▸ Quoted text

The Train Line

The fastest train so far, The Maglev, is powered by magnets

The fastest train so far, The Maglev, is powered by magnets

The history of trains is beloved of every young trainspotter and uber-geek, and it does make fantastic reading.

From the revolutionary Rocket through to the high speed journeys of the Mallard and the Flying Scotsman, Japan’s sleek electric Bullet and France’s pride and joy, the TVRs, and on to the mindblowingly-fast Maglev, it is true to say that train travel has come along way, baby.

Of them all, the world’s fastest train, the Maglev, is perhaps the longest- and most eagerly- awaited. Because despite it being a frankly futuristic concept of a train running on magnetic tracks, there has been an astonishing seven decades between the first (German) patent in 1934 and the first commercial service launched in Shanghai, China, in 2004. Other commercially operated lines now exist in Japan, most famously the Linimo, a magnetic levitation train line in Aichi, near the city of Nagoya.

▸ Provided data
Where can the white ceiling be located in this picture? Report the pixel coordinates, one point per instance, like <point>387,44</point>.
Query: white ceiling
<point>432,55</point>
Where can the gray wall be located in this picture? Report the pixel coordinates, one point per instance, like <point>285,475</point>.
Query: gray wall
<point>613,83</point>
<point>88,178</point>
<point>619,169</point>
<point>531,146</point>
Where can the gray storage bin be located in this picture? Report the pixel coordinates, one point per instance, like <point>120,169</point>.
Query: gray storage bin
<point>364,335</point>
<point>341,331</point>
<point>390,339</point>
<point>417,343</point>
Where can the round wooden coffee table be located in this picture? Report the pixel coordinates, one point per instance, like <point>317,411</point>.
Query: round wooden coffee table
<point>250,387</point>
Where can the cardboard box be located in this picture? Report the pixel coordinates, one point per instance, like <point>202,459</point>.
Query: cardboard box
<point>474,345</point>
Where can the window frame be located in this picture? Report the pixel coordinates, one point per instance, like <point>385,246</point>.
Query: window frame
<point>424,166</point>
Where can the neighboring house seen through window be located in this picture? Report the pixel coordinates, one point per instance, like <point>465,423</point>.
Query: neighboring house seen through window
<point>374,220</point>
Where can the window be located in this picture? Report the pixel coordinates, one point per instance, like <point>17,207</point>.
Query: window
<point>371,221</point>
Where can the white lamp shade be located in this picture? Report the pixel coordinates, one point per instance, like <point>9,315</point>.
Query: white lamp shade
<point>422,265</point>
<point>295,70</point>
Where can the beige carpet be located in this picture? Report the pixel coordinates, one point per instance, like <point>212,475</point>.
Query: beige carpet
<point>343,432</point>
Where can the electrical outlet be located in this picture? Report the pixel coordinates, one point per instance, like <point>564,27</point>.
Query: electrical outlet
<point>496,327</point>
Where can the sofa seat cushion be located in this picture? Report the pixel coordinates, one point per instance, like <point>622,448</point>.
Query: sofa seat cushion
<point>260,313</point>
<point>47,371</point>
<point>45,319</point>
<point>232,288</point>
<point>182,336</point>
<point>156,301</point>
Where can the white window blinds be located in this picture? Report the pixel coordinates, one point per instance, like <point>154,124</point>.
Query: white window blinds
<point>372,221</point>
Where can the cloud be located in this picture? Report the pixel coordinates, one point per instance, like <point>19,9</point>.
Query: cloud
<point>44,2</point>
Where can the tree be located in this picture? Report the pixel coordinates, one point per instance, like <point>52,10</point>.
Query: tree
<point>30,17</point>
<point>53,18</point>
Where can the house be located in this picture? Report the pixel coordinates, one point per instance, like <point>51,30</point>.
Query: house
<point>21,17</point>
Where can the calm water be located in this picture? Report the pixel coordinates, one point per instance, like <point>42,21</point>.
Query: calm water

▸ Set tasks
**a)** Please repeat everything in the passage on train history from "The history of" down to "along way, baby.".
**b)** For each statement, decide whether the passage on train history agrees with it, answering yes or no and quoting the words that settle it: (i) The first patent for the Maglev was German and dated 1934. (ii) The first commercial Maglev service opened in Japan. (iii) The Linimo runs near the city of Nagoya.
The entries are separate material, apart from the passage on train history.

▸ Solution set
**a)**
The history of trains is beloved of every young trainspotter and uber-geek, and it does make fantastic reading.

From the revolutionary Rocket through to the high speed journeys of the Mallard and the Flying Scotsman, Japan’s sleek electric Bullet and France’s pride and joy, the TVRs, and on to the mindblowingly-fast Maglev, it is true to say that train travel has come along way, baby.

**b)**
(i) Yes: "the first (German) patent in 1934"
(ii) No: "the first commercial service launched in Shanghai, China, in 2004"
(iii) Yes: "the Linimo, a magnetic levitation train line in Aichi, near the city of Nagoya"